"""
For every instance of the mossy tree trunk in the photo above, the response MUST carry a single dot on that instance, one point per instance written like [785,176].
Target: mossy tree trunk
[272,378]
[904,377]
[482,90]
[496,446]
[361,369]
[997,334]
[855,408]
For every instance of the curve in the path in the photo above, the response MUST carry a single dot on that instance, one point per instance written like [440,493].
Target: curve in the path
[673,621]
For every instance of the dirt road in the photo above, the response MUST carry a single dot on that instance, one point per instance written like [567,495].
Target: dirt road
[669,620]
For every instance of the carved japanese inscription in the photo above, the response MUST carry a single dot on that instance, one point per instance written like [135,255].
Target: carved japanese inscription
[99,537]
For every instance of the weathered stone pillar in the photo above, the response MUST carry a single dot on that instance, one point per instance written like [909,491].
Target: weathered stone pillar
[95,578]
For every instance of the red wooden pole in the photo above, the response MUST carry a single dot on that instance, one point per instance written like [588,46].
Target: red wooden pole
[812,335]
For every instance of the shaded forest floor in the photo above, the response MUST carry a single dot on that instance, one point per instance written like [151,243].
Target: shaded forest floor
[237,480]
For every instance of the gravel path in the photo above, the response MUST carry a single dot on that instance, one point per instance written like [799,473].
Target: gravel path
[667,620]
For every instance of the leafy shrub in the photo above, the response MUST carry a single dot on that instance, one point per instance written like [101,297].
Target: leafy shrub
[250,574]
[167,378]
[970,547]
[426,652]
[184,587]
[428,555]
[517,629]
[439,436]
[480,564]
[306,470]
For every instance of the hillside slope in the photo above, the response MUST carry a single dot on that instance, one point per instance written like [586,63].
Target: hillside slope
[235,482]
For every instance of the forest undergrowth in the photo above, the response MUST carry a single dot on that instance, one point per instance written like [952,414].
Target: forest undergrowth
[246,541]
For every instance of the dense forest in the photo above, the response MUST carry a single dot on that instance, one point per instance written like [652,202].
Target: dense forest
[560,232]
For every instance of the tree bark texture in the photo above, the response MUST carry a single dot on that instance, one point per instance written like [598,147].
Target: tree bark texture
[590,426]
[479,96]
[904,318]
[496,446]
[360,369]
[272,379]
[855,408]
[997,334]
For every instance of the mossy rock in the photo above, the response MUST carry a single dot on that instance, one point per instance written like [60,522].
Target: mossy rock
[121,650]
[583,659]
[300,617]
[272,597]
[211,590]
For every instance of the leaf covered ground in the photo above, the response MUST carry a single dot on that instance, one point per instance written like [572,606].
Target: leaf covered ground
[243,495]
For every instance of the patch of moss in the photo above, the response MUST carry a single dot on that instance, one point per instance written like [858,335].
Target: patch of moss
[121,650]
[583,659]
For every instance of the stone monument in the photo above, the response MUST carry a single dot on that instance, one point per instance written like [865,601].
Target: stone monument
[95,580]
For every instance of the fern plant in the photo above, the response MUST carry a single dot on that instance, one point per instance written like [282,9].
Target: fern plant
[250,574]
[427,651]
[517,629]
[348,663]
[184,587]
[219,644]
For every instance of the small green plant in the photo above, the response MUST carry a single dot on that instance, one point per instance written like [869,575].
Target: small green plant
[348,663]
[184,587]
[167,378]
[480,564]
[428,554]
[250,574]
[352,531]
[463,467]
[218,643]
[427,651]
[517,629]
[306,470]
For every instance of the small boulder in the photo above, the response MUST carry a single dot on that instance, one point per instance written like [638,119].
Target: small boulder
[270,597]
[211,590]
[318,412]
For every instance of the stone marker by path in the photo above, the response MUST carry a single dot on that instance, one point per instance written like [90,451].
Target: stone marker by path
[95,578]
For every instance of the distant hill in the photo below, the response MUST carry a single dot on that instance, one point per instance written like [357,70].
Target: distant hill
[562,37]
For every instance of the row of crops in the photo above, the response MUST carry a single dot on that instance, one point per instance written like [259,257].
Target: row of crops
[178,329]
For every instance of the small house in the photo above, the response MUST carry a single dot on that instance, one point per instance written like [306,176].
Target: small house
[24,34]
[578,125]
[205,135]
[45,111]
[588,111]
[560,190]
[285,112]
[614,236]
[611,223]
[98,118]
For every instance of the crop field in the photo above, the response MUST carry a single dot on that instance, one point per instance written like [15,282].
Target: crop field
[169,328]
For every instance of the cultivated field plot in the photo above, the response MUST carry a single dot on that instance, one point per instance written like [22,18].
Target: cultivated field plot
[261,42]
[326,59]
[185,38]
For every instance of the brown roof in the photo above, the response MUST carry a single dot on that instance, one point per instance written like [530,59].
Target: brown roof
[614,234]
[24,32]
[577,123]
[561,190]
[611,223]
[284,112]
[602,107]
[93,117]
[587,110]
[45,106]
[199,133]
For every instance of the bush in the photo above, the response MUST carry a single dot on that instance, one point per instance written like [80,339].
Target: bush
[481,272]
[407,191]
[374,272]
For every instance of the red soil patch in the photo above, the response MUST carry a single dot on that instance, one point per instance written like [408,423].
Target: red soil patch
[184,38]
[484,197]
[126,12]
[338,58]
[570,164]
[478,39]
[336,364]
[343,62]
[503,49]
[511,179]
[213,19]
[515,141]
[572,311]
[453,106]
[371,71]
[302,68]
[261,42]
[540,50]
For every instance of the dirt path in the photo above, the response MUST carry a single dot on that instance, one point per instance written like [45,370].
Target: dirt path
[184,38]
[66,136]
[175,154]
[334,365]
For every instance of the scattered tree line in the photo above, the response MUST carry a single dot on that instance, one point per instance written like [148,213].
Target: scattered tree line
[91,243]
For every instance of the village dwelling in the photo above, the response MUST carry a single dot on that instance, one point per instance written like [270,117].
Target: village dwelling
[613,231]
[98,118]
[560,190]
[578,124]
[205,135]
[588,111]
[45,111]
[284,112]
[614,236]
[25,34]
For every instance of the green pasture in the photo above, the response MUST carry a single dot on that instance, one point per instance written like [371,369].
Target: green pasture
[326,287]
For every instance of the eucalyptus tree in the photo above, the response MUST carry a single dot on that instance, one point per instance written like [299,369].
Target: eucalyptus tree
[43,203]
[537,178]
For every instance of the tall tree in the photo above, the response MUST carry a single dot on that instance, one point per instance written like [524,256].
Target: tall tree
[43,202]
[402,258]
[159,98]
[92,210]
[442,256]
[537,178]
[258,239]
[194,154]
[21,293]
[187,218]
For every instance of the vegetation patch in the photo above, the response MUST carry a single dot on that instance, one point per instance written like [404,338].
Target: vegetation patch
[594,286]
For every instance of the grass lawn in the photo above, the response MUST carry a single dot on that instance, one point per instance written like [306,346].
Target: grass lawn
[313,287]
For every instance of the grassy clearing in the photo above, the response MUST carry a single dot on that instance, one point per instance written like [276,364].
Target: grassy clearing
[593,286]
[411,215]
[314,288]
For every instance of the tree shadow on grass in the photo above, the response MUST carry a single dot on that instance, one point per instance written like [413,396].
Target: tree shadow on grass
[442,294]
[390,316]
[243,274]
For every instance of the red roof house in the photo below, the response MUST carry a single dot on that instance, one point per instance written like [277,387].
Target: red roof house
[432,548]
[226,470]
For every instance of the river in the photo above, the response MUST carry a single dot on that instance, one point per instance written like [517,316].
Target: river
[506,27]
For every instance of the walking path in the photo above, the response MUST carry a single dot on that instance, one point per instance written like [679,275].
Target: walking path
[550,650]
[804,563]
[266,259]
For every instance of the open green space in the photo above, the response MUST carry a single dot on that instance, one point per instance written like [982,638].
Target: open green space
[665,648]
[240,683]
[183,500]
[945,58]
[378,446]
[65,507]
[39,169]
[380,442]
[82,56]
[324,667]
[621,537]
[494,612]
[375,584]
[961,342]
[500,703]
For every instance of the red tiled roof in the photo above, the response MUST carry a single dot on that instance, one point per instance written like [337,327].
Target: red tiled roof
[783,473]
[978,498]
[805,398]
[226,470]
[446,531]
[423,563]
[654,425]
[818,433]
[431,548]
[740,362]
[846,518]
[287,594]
"""
> **ABOUT THIS TASK**:
Give back exactly the lines of the listing above that run from the line with "For every instance of the fern" to the line with "For every instance of the small house", inclusive.

> **RESULT OF THE TASK**:
For every instance of the fern plant in the photo above, the response MUST carry a single dot on that instance, one point per instance written like [282,9].
Target: fern plant
[250,574]
[427,651]
[517,629]
[348,663]
[184,587]
[219,644]
For every instance of the small green plant in the photo above, the response MUST carry a single dot on that instance, one point per instance written like [869,575].
Target: small green plant
[348,663]
[184,587]
[167,378]
[480,564]
[428,554]
[250,574]
[352,531]
[463,467]
[218,643]
[427,651]
[517,629]
[306,470]
For every instance of the small boulder in the photo above, the response MUST carry a single dot on that instance, one point per instance written like [638,119].
Target: small boulder
[270,597]
[211,590]
[318,412]
For every instance of the stone marker by path in the photo above, the response MUST carry a single dot on that instance, one point per instance written like [90,451].
Target: stone marker by path
[95,578]
For every instance of the distant hill in the photo below, the response MUST carry a single dot on that instance, one point per instance written like [357,70].
Target: distant hill
[562,37]
For every instance of the row of crops in the photo above, the response MUST carry a single dot on that instance, one point per instance written like [259,257].
Target: row of crops
[178,329]
For every instance of the small house in the photo above, the response MUST carry a single dot on that instance, one point per instance written like [306,176].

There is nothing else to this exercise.